## TEXT SECTION

* * *

Terms & Conditions

These terms and conditions ('Agreement' or 'Terms and Conditions') shall govern the relationship between CrowdOx, LLC, a Utah limited liability company ('CROWDOX'), and you ('Crowdfunder'), in connection with the onlinen service and customer management provided to Crowdfunder by CROWDOX and its third party affiliates ('Affiliates'), which may include, without limitation, Kickstarter and Indiegogo. PLEASE READ THESE TERMS AND CONDITIONS CAREFULLY, AS YOUR USE OF THIS SITE, ITS SERVICES OR ANY OTHER CROWDOX SERVICES CONSTITUTES ACCEPTANCE OF THESE TERMS AND CONDITIONS AND THE PRIVACY POLICY POSTED ON THIS SITE WHERE SUCH POLICY IS INCORPORATED HEREIN BY REFERENCE. BY ACCESSING OR USING ANY PART OF THIS WEBSITE OR CROWDOX'S SERVICES, YOU ACCEPT, WITHOUT LIMITATION OR QUALIFICATION, THESE TERMS AND CONDITIONS. IF YOU DO NOT AGREE WITH ALL OF THE TERMS AND CONDITIONS SET FORTH BELOW, YOU MAY NOT USE ANY PORTION OF THIS WEB SITE OR CROWDOX'S SERVICES. In any instance where Crowdfunder is an agency entering into this Agreement on behalf of an crowdfunder, any reference to 'Crowdfunder' shall refer jointly to 'Crowdfunder' and the applicable underlying crowdfunder.

1. Services

Crowdfunder agrees to accept and pay for, and CROWDOX agrees to provide, the services identified and set forth in this Agreement or on CROWDOX's website ('Services'). In connection with the Services, CROWDOX shall undertake customer management and sales for Crowdfunder whereby CROWDOX or its Affiliates will distribute Crowdfunder's proprietary branding materials developed solely by Crowdfunder (collectively, 'Creative'). In connection with such management, Crowdfunder shall pay CROWDOX a compensable transaction generated on behalf of Crowdfunder as agreed upon by you and CROWDOX ('Compensable Transactions'). The applicable Compensable Transactions, the fees due to CROWDOX for each Compensable Transaction and other applicable terms and conditions of the management entered into hereunder shall be specified on via direct communication.

* * *

## GIVEN ENTRIES
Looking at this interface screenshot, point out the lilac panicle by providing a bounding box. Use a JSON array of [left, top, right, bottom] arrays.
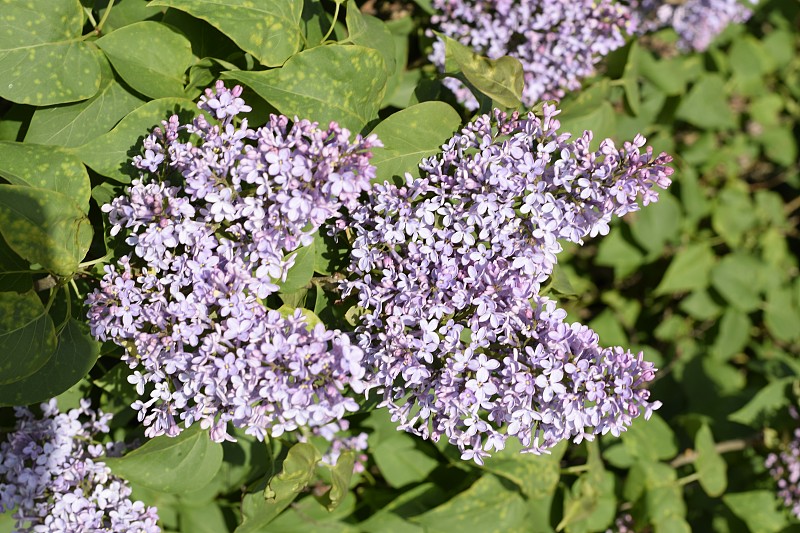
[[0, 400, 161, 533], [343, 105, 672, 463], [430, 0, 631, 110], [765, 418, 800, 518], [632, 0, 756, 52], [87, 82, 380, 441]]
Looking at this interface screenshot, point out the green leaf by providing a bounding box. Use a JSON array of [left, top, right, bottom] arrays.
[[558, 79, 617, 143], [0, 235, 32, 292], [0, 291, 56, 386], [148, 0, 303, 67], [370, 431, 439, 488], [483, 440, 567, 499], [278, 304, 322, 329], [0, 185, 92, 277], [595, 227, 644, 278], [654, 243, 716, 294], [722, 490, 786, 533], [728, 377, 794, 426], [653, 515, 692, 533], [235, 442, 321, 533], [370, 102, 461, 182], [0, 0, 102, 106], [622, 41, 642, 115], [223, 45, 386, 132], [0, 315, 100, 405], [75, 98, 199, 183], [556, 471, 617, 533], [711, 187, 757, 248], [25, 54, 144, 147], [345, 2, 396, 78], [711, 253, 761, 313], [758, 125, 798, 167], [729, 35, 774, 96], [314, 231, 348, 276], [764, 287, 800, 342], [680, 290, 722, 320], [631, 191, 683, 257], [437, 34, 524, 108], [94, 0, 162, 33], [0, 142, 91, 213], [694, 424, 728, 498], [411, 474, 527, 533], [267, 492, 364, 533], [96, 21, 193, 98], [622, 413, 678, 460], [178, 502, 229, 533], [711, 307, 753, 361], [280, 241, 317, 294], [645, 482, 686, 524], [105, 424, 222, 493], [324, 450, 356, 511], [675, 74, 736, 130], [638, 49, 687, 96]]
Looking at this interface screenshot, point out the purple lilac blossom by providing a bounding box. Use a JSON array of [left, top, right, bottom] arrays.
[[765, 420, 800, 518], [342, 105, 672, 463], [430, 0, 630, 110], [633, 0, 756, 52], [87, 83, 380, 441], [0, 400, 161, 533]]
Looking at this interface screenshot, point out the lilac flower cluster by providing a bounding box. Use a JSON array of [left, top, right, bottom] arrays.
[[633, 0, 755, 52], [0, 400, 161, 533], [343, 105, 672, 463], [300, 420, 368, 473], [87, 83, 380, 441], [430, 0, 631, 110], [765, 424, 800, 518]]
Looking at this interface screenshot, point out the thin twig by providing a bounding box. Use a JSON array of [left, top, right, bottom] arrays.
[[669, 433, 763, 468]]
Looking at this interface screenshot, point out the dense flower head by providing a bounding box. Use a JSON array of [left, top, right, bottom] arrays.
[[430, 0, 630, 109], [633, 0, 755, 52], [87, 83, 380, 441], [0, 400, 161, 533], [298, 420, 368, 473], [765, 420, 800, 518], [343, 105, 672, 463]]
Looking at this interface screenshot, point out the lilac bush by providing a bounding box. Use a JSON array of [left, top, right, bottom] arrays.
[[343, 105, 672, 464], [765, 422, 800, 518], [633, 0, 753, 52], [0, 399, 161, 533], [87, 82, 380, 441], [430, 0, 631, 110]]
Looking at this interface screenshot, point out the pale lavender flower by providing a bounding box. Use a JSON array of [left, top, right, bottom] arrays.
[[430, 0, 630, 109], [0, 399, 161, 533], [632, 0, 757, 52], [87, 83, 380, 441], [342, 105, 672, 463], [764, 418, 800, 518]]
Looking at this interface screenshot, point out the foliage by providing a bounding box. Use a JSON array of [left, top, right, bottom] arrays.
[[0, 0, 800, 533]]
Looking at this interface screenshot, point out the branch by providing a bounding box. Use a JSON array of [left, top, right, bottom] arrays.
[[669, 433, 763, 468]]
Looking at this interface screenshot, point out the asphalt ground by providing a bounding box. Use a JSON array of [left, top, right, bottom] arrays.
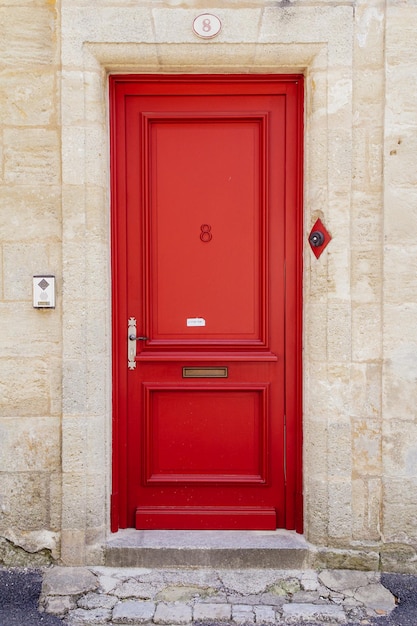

* * *

## SET EXERCISE 1
Condense the paragraph of the CrowdOx terms and conditions that begins "These terms and conditions" into a bulleted list, keeping its main facts.
## SET EXERCISE 2
Extend the CrowdOx terms and conditions past their last sentence, in the same legal style.

## RESPONSE 1
- The Terms and Conditions govern the relationship between CrowdOx, LLC, a Utah limited liability company ("CROWDOX"), and the user ("Crowdfunder"). They cover the service and customer management that CROWDOX and its third-party affiliates provide to the Crowdfunder. These affiliates may include Kickstarter and Indiegogo.
- Using the site, its services or any other CROWDOX services constitutes acceptance of these terms. It also constitutes acceptance of the privacy policy posted on the site, which is incorporated by reference.
- Accessing or using any part of the website or CROWDOX's services means accepting the terms without limitation or qualification.
- Anyone who does not agree with all of the terms may not use any portion of the website or CROWDOX's services.
- When an agency enters into the Agreement on behalf of a crowdfunder, "Crowdfunder" refers jointly to the agency and the underlying crowdfunder.

## RESPONSE 2
2. Creative

The parties hereto understand and agree that Crowdfunder is the sole owner of any and all intellectual property rights associated with any Creative.

3. Payments

The rates for Compensable Transactions shall be set forth herein or on CrowdOx's website and method timing of payment by Crowdfunder to CROWDOX shall be determined by CROWDOX. If payment is not made in a timely manner, CROWDOX may, at its sole option, immediately terminate this Agreement. Interest shall accrue on any past due amounts at the rate equal to the lesser of one and one half percent (1.5%) per month or the maximum amount permitted by applicable law. In addition, Crowdfunder shall be liable to CROWDOX for all attorneys' fees and costs of collection incurred in collecting such unpaid amounts.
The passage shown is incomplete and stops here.